* Prompt: Your reply must contain exactly the lines running from the one with "the white police" to the last line of the entries below, both included, and no other lines.

──────── Extracted records

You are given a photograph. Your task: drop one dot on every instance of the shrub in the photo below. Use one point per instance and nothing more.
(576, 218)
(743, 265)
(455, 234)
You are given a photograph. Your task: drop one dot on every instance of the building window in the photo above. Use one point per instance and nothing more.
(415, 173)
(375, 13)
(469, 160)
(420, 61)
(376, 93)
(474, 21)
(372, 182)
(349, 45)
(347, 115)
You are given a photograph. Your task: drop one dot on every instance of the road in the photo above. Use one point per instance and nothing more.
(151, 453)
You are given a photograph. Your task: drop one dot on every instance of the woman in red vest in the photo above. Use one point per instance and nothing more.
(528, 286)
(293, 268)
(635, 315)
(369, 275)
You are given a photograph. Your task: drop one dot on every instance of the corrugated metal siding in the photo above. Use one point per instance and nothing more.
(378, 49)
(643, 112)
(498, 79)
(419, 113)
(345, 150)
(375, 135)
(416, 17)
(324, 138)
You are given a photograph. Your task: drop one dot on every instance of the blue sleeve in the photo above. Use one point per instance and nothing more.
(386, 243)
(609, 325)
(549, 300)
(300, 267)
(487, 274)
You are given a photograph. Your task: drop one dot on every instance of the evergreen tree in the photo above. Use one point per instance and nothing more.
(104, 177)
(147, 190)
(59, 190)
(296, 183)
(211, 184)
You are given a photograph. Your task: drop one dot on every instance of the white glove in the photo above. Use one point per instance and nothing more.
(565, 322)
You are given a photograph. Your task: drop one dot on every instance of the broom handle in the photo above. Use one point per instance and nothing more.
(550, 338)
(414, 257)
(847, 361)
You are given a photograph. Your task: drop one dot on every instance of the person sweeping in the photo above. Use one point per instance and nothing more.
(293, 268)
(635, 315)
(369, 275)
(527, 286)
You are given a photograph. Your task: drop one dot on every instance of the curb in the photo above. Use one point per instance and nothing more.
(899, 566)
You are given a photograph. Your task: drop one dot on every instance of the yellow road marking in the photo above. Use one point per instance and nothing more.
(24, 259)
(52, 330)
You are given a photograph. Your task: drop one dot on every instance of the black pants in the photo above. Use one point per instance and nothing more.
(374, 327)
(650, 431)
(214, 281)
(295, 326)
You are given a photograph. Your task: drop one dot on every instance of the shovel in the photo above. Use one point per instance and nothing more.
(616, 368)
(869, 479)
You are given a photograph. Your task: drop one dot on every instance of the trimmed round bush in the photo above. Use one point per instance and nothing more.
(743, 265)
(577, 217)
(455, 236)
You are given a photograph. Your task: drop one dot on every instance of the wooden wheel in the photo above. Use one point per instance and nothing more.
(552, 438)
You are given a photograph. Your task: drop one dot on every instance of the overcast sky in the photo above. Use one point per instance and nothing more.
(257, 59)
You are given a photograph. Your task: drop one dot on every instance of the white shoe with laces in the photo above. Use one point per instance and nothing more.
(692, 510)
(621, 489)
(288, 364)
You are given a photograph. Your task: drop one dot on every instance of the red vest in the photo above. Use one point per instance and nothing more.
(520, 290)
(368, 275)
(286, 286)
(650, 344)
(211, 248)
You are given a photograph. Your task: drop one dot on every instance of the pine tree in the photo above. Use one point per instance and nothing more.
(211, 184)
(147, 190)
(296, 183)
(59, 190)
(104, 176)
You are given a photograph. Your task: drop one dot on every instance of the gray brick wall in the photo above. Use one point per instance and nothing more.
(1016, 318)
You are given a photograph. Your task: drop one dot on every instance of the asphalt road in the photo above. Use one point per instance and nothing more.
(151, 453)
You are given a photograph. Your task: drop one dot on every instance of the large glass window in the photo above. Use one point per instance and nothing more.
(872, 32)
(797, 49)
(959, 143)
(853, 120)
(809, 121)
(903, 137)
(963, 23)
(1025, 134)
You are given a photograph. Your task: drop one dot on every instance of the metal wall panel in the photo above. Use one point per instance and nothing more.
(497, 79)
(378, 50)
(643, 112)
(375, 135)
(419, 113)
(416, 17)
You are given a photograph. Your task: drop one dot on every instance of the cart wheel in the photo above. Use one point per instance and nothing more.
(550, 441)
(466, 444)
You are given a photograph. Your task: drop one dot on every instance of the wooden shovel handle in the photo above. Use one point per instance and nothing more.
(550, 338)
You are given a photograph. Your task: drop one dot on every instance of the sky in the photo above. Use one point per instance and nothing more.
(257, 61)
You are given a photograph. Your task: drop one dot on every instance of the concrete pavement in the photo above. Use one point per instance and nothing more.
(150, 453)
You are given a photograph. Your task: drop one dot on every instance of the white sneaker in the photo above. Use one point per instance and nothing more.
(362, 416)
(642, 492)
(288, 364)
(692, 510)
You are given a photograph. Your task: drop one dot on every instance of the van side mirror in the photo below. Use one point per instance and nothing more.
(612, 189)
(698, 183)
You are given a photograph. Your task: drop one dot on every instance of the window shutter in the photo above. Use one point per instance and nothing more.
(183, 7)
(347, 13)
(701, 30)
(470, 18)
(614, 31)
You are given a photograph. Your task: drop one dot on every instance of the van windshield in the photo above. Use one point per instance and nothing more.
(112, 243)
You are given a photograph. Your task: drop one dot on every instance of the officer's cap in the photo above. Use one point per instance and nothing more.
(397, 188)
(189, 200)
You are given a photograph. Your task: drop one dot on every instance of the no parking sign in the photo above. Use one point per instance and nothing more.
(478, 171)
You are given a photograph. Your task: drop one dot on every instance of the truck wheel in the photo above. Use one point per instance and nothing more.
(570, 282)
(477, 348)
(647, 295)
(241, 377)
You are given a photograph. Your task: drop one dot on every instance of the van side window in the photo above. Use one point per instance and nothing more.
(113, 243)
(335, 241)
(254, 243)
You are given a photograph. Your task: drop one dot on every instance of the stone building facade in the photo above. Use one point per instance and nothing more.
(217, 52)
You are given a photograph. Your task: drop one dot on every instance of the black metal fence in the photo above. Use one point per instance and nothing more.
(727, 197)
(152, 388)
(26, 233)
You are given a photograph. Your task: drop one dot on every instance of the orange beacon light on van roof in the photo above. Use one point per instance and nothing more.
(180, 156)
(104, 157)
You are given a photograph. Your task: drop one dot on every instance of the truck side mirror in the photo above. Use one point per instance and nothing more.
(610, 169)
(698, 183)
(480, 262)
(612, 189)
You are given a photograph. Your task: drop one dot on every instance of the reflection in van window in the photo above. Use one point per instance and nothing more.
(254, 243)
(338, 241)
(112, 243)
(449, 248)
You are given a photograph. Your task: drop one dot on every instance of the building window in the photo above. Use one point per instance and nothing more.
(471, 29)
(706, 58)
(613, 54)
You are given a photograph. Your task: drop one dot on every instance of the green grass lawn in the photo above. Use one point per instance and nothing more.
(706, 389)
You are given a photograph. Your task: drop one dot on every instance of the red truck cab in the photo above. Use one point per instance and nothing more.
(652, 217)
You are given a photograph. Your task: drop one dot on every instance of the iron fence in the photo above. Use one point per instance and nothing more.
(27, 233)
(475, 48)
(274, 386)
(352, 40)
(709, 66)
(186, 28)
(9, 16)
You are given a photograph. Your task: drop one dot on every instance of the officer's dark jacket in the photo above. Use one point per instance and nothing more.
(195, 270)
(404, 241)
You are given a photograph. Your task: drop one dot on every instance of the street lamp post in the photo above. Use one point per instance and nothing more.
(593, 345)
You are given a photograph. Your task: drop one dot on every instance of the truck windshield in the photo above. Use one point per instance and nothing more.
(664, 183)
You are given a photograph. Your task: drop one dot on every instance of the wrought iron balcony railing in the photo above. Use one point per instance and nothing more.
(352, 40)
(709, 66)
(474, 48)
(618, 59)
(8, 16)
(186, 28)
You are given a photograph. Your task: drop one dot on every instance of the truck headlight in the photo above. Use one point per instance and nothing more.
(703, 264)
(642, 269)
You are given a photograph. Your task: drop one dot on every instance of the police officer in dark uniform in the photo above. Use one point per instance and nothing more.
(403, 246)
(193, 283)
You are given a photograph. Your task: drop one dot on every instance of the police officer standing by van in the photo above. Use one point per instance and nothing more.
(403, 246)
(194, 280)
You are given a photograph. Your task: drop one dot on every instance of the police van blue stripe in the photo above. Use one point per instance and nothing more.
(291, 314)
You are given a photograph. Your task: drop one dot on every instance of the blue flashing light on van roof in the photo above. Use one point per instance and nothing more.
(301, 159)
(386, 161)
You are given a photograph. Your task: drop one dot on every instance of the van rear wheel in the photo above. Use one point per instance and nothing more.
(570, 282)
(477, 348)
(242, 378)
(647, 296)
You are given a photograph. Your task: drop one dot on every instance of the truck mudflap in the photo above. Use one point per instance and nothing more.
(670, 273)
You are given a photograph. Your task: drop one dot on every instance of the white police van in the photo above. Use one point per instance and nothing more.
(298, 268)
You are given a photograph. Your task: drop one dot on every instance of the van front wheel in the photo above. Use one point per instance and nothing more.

────────────────

* Reply to the exercise:
You are given a photograph. Your task: drop one dot on every instance of the white police van in the photo above. Use one point per instance and nothing more.
(298, 268)
You are given a photograph. Your task: drop one dot on every instance of the van front wheel in the photo above. Use one point per instance and nothing more.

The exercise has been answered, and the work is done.